* **EXERCISE INPUTS**:
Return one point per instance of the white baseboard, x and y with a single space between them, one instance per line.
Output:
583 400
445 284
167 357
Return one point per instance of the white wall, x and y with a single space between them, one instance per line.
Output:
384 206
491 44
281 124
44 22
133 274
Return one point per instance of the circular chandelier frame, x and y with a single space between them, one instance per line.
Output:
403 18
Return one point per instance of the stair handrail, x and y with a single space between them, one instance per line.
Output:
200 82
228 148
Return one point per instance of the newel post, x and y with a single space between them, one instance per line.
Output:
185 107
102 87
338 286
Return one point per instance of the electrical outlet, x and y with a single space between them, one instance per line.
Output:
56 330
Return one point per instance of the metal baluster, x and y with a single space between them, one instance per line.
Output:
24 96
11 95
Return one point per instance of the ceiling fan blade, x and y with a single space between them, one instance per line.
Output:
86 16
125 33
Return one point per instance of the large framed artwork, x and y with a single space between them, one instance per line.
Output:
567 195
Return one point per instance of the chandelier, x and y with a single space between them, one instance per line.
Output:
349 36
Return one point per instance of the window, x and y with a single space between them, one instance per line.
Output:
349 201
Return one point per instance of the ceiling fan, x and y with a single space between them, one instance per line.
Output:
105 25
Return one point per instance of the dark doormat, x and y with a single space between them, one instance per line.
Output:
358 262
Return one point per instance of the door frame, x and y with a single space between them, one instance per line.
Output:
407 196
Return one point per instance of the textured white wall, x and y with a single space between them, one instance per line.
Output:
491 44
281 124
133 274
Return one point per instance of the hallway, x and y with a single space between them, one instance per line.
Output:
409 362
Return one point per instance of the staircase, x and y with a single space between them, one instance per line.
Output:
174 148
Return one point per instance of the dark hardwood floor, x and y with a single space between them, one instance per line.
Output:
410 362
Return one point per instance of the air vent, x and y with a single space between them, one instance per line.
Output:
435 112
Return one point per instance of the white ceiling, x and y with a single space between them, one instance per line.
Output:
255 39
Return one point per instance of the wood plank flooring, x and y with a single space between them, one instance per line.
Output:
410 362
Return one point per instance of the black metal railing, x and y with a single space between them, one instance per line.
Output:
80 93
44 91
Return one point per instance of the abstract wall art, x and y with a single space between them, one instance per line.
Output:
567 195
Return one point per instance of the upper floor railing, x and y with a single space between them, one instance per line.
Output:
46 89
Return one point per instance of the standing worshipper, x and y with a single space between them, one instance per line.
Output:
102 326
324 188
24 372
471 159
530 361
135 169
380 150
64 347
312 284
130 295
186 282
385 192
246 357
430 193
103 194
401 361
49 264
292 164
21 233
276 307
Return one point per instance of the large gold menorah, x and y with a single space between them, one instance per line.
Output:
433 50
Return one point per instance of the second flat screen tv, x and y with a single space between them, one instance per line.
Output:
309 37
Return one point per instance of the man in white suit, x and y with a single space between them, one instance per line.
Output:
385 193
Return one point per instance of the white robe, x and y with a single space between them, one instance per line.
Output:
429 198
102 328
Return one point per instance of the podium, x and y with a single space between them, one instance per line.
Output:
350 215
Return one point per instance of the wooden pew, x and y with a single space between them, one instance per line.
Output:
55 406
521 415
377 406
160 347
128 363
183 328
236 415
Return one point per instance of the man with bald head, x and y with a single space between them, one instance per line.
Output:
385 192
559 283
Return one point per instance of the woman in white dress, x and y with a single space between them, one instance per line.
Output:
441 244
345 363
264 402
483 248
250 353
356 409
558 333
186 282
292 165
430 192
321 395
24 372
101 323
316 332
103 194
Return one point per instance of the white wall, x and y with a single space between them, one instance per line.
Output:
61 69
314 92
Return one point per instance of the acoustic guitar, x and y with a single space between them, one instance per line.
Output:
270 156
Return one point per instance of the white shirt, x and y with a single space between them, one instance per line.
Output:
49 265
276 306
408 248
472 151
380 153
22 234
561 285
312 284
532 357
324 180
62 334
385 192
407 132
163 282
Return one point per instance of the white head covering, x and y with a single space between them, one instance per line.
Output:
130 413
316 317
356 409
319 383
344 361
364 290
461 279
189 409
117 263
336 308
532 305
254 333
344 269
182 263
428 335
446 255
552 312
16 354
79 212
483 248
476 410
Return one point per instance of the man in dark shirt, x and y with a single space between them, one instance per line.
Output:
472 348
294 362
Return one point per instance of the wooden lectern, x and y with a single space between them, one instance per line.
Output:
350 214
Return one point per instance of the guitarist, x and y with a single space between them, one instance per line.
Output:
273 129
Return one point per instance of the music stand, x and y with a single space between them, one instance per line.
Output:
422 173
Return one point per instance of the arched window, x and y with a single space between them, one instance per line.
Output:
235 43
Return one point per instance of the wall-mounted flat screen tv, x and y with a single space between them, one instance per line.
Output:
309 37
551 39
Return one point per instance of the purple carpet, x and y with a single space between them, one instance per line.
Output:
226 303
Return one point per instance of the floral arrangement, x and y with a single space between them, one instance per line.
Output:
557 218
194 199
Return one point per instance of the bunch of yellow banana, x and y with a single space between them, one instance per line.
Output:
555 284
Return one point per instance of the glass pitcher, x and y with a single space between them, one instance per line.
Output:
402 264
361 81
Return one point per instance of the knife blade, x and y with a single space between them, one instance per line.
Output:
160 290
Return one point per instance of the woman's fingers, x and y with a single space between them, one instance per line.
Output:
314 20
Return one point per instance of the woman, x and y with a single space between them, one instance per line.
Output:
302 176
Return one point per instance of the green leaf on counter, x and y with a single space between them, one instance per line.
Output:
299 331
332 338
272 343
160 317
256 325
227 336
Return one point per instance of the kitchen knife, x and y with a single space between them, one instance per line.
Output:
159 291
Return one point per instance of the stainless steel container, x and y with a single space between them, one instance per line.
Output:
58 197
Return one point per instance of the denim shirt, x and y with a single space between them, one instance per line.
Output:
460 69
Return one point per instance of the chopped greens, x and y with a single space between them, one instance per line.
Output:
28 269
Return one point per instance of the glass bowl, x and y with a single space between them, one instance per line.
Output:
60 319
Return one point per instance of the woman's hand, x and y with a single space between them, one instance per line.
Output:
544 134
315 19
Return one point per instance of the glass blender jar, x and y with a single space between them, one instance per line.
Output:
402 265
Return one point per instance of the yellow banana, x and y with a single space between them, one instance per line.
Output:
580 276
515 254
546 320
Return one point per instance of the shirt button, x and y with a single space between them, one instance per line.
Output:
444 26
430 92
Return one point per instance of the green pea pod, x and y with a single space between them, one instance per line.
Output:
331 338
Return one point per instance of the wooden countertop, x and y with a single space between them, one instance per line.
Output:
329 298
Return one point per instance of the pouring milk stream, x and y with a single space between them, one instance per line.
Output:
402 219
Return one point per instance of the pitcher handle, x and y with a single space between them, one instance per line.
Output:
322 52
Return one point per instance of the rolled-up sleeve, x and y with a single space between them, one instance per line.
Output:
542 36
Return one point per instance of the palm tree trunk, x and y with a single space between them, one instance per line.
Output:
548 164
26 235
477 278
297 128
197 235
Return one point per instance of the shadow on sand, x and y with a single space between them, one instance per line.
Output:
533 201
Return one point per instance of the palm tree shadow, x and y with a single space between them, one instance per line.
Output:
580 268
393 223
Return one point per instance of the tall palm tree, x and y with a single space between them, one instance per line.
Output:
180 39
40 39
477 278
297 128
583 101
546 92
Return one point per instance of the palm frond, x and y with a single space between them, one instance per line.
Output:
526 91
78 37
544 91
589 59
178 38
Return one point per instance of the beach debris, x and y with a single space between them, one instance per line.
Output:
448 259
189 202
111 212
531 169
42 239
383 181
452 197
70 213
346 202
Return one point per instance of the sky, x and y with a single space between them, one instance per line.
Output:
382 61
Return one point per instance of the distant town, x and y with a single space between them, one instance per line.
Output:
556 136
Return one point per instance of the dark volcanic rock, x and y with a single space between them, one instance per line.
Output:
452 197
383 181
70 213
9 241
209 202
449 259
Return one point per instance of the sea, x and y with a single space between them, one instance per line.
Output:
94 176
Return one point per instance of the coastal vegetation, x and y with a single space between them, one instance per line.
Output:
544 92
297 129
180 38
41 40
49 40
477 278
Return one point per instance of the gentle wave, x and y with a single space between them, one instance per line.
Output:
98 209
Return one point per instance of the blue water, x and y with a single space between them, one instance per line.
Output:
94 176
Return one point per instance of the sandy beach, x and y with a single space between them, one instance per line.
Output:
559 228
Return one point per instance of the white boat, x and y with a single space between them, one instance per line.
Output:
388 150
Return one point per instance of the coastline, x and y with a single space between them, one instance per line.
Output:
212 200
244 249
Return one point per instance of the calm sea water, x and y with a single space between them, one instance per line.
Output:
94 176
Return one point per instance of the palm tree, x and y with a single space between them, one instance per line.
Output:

* **THE PROBLEM**:
Above are the records; copy exactly the lines from the one with "Return one point per instance of the white boat, x" through the final line.

* **EXERCISE RESPONSE**:
Return one point per instance of the white boat, x and y with a single space between them, one instance per line.
Output:
388 150
Return one point per instance of the coastline, x and y with a single space between them, one instance per line.
Output:
212 200
244 249
Return one point per instance of the calm sea water, x and y with a single space between them, one instance per line.
Output:
94 176
Return one point per instance of the palm tree, x and y with a single space between them, one instance per line.
Output:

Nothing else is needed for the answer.